- _STATED GOAL_:
Give the listing again exactly, omitting its images.

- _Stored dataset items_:
-- Begin --
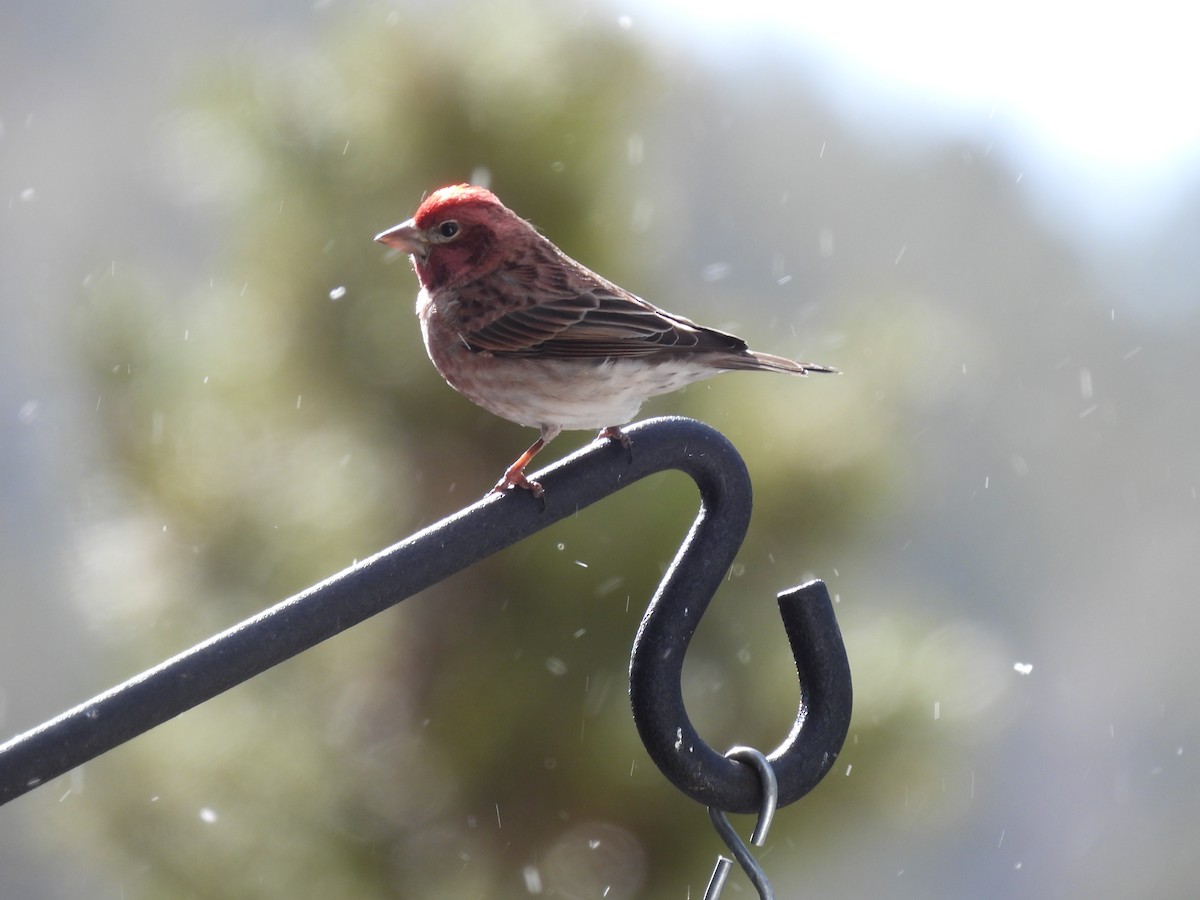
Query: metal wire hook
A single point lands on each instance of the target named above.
(741, 852)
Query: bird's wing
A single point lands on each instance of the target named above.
(600, 321)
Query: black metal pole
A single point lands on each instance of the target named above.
(395, 574)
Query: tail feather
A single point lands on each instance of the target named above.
(755, 361)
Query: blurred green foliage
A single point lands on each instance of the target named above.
(276, 418)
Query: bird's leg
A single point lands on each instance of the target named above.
(514, 475)
(613, 432)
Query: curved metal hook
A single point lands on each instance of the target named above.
(741, 852)
(655, 684)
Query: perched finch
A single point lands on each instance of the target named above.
(531, 335)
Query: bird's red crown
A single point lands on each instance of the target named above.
(454, 197)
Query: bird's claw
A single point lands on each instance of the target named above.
(514, 479)
(613, 432)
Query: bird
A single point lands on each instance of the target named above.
(533, 336)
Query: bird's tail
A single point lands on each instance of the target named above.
(754, 361)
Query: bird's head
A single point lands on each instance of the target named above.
(455, 237)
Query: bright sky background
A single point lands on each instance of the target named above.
(1104, 95)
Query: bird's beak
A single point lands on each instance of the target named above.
(407, 238)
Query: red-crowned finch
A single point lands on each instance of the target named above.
(531, 335)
-- End --
- _FINAL ANSWER_:
Query: metal wire hook
A single point lands on each instance of the target named above.
(741, 852)
Query: bird's wing
A single point lands on each instance of the target named above.
(600, 321)
Query: black metal pole
A single point lands on each instance of the target named above.
(395, 574)
Query: tail feather
A single point lands on each instance of the target named above.
(755, 361)
Query: blurred green foliage
A single point lands on each instance of the target named above.
(276, 418)
Query: bird's leg
A single point lands on each instance of the target named above.
(514, 475)
(613, 432)
Query: curved metal hook
A single point lands on each instance of the target named above.
(741, 852)
(655, 684)
Query: perched finch
A single point lands on each instance of the target named above.
(531, 335)
Query: bird's red crown
A single point lands on each instance of the target named above.
(454, 197)
Query: bird's claw
A single point lands on each instance of the target named above.
(514, 479)
(613, 432)
Query: bird
A single point lands on each instance of the target named above.
(533, 336)
Query: bird's tail
A single point lands on each instance of the target named above.
(754, 361)
Query: bird's head
A single point lands on each instance of the target named above.
(455, 237)
Query: bright sky background
A single point lands on each instance of the target named above.
(1104, 95)
Query: bird's beak
A single point lands on each instance of the target named above.
(407, 238)
Query: red-crowned finch
A single point lands on each instance of the target named above.
(531, 335)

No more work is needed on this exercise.